# SOURCE EXTRACT

The task was to judge which one of two visual dot arrays contained a greater number of dots. No feedback was given to the participants.
Two dot arrays were simultaneously presented to the left and right visual fields (see Fig. 8). Each consisted of black dots shown on a large gray disk of ∼4.5 ° presented against black background. We used eight pairs of numerical magnitudes: 2–4, 3–5, 6–8, 7–9, 2–6, 3–7, 4–8, and 5–9. The dot arrays were generated by an automated program (Piazza et al., 2004). The shape of the dots was a circle, and the size of the dots was the same for all the dots within an array. The dot size in one of two simultaneously presented dot arrays was four times as large as that in the other. This manipulation was included to prevent the total area of dots in an array from providing a cue for the correct answer. The spatial positions of dots in the dot arrays were randomized.

# TASK DIRECTIONS
Continue the passage on the dot-array comparison task, picking up after its final sentence.

# ENTRIES SUPPLIED

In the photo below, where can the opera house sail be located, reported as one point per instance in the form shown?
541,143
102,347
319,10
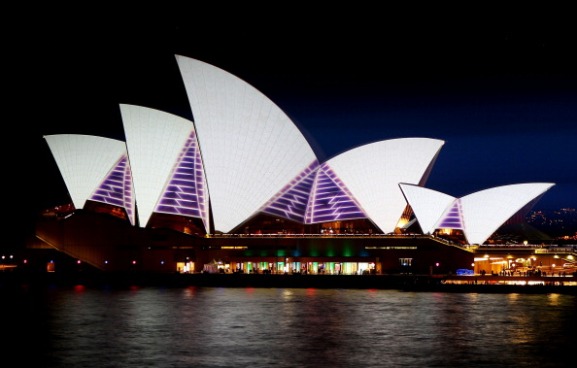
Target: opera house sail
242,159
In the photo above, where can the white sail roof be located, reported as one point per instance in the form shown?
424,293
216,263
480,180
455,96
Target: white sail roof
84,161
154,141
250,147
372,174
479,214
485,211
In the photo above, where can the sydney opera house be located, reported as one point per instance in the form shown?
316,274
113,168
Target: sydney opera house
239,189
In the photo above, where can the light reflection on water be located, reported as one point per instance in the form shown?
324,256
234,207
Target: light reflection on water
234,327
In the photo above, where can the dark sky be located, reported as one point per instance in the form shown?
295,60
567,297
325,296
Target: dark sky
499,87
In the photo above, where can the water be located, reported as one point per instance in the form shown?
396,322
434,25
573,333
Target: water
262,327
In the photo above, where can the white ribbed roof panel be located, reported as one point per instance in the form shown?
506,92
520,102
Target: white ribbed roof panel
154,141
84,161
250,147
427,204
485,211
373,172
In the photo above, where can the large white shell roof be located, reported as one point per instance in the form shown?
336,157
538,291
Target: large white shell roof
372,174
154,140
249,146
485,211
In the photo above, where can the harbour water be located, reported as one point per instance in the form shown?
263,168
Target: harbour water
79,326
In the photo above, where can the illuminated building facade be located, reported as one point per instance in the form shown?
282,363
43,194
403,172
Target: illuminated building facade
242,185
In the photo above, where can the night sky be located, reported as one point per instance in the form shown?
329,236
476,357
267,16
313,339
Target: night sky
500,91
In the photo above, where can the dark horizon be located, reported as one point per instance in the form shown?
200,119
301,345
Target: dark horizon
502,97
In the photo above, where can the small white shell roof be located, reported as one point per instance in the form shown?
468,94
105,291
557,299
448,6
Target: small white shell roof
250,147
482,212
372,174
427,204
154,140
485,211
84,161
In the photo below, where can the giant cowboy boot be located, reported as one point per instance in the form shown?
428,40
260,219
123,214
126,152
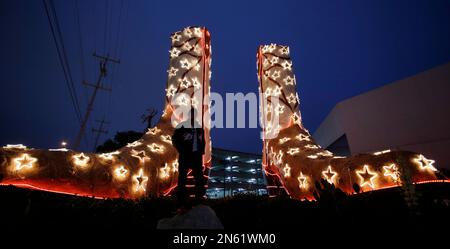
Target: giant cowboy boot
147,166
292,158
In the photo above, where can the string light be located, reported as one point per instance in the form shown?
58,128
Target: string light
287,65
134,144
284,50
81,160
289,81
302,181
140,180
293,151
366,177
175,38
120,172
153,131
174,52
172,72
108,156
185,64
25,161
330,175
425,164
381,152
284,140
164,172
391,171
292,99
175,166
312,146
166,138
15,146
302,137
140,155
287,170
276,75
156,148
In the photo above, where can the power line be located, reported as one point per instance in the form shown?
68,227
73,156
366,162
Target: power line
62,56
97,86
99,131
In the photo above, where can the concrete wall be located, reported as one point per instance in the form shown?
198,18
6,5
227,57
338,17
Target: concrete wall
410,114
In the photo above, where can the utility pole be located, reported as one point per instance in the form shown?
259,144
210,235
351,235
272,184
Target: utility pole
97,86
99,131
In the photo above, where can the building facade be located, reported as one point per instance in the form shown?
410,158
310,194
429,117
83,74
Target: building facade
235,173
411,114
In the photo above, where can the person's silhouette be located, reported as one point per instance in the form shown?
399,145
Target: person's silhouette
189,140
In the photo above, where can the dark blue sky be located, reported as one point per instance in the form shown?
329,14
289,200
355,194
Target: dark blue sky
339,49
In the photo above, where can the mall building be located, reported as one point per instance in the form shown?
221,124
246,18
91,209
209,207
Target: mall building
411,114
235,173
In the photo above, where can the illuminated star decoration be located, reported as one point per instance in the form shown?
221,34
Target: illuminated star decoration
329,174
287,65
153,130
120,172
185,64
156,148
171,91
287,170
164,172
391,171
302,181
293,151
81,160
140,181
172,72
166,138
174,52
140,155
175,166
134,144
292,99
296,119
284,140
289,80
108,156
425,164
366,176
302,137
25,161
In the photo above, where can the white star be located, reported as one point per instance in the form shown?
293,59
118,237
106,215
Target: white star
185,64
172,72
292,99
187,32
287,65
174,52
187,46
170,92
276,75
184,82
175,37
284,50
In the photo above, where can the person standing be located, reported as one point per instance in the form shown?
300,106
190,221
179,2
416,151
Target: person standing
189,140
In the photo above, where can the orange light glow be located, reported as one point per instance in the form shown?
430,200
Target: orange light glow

# OUTPUT
Subjects were asked to indicate which one of the two dot arrays contained a greater number of dots, as quickly and accurately as possible, by pressing with their right index finger key J or with their middle finger key K. Key J was assigned to the dot array presented on the left, and key K was assigned to the one presented in the right visual field. Subjects were instructed to fixate at the center of the screen throughout the session. They were asked to ignore the task-irrelevant dimension, such as size of dots or spatial positions of dots. The dot arrays were visible until the subject submitted a response. The next dot arrays were presented 1.5 s after the response period of 2 s. The experimental setup was the same as in experiments 2 and 3.
Procedure of TMS experiment.
Subjects performed 128 trials of the numerosity discrimination task before and after the offline cTBS. The pre- and post-TMS tests were preceded by six practice trials. The same subjects were tested twice on different days; on each day, they received cTBS over either the right IPC or vertex (control). The parameters of TMS, the coordinates of the target regions, and the methods for coil navigations were the same as in experiment 2.
Data analyses.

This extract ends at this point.